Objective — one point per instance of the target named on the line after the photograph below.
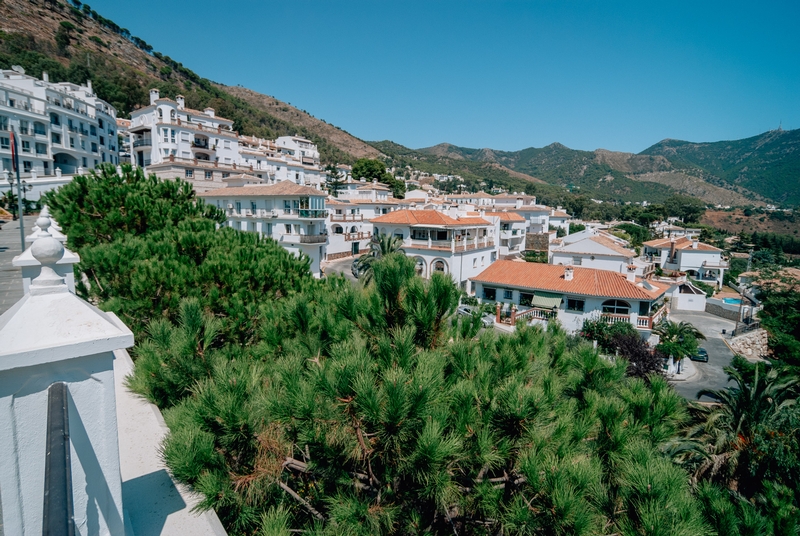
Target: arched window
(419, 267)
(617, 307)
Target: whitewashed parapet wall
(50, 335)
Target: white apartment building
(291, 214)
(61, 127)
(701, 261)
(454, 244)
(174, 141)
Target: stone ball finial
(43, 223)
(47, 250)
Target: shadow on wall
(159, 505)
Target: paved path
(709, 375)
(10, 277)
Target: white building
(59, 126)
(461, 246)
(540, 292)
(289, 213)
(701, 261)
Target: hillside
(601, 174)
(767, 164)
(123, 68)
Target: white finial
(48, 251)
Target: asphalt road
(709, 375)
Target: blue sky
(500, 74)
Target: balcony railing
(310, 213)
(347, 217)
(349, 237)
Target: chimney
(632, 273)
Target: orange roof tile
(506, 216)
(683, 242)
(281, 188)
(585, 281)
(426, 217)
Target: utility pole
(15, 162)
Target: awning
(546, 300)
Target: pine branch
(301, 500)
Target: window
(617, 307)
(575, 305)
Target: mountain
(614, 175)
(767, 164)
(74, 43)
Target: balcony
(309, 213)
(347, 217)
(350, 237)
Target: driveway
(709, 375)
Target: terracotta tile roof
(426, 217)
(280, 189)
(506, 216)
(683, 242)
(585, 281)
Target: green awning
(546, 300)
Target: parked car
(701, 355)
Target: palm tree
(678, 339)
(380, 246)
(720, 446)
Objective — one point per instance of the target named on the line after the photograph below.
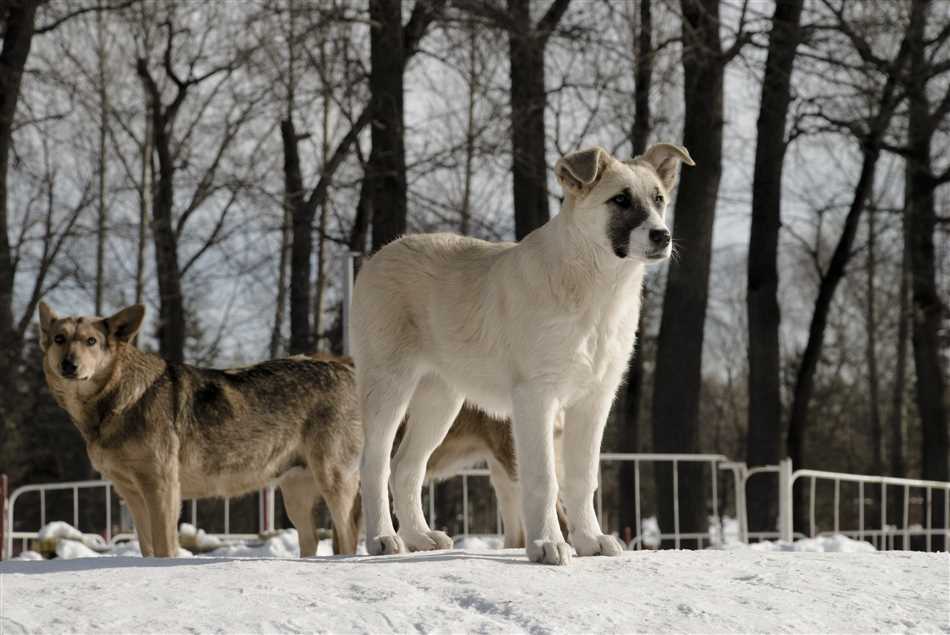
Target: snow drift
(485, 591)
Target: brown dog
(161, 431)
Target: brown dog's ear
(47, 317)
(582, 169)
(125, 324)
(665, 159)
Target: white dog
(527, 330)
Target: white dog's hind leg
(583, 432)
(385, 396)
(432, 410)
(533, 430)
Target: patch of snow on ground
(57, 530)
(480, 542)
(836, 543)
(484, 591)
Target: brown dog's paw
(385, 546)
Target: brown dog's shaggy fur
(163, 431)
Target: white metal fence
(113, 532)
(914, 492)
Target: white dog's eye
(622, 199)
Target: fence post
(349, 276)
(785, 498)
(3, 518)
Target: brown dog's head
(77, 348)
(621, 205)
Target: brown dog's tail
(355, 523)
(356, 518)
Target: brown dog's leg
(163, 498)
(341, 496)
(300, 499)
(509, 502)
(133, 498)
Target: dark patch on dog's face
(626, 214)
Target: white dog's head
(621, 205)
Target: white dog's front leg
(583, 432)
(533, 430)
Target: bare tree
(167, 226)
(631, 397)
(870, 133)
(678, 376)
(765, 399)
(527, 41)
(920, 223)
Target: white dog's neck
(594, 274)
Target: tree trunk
....................
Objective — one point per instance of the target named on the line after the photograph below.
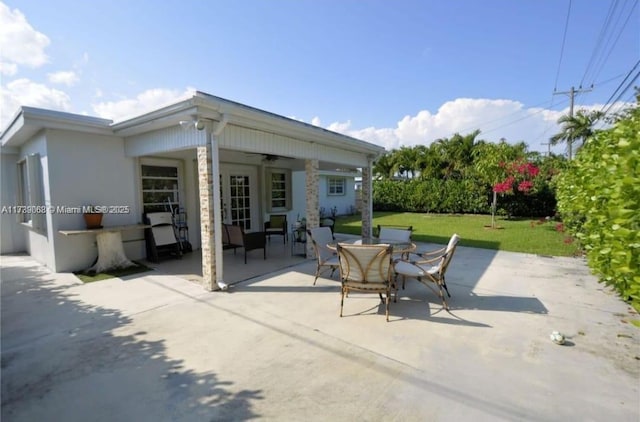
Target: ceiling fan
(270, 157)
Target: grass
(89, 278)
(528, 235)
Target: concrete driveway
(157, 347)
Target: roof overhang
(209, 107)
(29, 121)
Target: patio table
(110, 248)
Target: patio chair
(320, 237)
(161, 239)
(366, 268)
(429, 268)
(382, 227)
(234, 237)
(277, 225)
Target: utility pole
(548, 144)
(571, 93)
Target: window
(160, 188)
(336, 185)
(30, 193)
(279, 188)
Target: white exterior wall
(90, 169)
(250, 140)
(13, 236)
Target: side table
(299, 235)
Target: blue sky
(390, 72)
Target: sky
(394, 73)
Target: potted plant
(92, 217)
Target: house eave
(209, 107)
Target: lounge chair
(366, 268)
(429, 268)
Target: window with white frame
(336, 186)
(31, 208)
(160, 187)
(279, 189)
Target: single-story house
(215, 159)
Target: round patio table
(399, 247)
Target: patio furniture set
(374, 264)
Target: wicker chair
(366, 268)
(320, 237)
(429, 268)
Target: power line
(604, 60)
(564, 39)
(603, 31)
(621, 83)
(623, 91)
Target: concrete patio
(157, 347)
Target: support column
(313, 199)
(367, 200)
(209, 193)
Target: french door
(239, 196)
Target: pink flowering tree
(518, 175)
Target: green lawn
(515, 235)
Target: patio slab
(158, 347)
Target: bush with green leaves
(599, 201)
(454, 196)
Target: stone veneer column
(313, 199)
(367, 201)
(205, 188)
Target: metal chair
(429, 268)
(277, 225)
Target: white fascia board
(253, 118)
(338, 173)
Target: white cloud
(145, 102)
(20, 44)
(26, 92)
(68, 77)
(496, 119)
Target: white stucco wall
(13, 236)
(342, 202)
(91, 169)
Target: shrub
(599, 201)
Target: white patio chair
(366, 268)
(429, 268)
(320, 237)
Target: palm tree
....................
> **What is required**: In the listing above, find the line with "Target: white dog's front leg" and the line with "Target: tree trunk", then print exactly those lines and every line between them.

> **Solution to this problem**:
Target: white dog's front leg
(583, 432)
(533, 430)
Target: bare tree
(167, 226)
(631, 397)
(870, 133)
(678, 376)
(765, 399)
(527, 41)
(920, 223)
Target: white dog's neck
(594, 274)
Target: tree trunk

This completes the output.